■ WHAT YOU NEED TO DO:
Reproduce every entry exactly, without alteration.

[START OF MATERIAL SHOWN]

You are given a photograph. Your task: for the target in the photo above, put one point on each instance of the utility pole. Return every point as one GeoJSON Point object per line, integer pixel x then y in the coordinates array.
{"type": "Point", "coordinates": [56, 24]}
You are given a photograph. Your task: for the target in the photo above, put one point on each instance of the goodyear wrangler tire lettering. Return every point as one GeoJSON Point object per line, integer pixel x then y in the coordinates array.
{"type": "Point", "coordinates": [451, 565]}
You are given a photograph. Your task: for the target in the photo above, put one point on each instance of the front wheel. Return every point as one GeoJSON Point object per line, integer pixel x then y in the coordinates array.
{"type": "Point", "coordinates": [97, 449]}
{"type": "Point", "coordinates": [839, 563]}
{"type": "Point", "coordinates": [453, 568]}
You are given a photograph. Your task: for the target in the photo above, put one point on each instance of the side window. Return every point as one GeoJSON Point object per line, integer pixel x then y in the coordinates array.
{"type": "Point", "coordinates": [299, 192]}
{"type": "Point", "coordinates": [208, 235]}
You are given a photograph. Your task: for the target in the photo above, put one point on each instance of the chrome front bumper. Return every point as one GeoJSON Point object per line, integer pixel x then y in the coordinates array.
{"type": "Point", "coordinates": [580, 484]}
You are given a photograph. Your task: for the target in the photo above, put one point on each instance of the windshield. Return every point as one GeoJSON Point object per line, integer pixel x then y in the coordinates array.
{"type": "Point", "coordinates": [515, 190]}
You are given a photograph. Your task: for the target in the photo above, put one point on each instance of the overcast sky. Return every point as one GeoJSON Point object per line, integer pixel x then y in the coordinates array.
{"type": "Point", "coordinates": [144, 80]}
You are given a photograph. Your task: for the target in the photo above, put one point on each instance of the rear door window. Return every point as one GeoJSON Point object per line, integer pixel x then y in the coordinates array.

[END OF MATERIAL SHOWN]

■ OUTPUT OF THE EXERCISE:
You are given a photograph. Your task: for the target in the photo above, put one point on each instance of the utility pole. Return every point as one GeoJSON Point object per line, integer pixel x then y in the coordinates array.
{"type": "Point", "coordinates": [56, 24]}
You are given a photograph. Your task: for the target in the photo above, put one point on each instance of the goodyear wrangler tire lettering. Return every point as one GeoJSON Point object per line, integer pixel x then y in the coordinates array.
{"type": "Point", "coordinates": [451, 565]}
You are given a photograph. Your task: for the target in the photo above, put one point on each instance of the front wheel. Return every point as one GeoJSON Point object per line, integer pixel x then y in the coordinates array.
{"type": "Point", "coordinates": [97, 449]}
{"type": "Point", "coordinates": [839, 563]}
{"type": "Point", "coordinates": [453, 568]}
You are given a photograph. Your task: for the target in the photo above, put one point on each instance of the side window. Return every point as one GeoJSON Point object per line, integer pixel x then y in the coordinates array.
{"type": "Point", "coordinates": [299, 192]}
{"type": "Point", "coordinates": [208, 235]}
You are given a photograph. Your task: for the target in the photo above, put one point on each instance of the chrome front bumper. Return every point as one GeoJSON Point object per line, integer pixel x then y in the coordinates array.
{"type": "Point", "coordinates": [580, 484]}
You are given a photograph. Your task: for the target in the photo above, put one point on each instance of the windshield. Return every point as one GeoJSON Point object per line, integer pixel x then y in the coordinates array.
{"type": "Point", "coordinates": [515, 190]}
You are given a photograph. Your task: for the target in the photo above, put one point on each instance of the overcast sky. Return every point as one GeoJSON Point object per line, integer pixel x then y in the coordinates array.
{"type": "Point", "coordinates": [144, 80]}
You are given a photograph. Your task: for the target in the photo above, put one point on each instance of the rear door window. Return every point as one GeoJSON Point object per line, integer pixel x then y in the coordinates array.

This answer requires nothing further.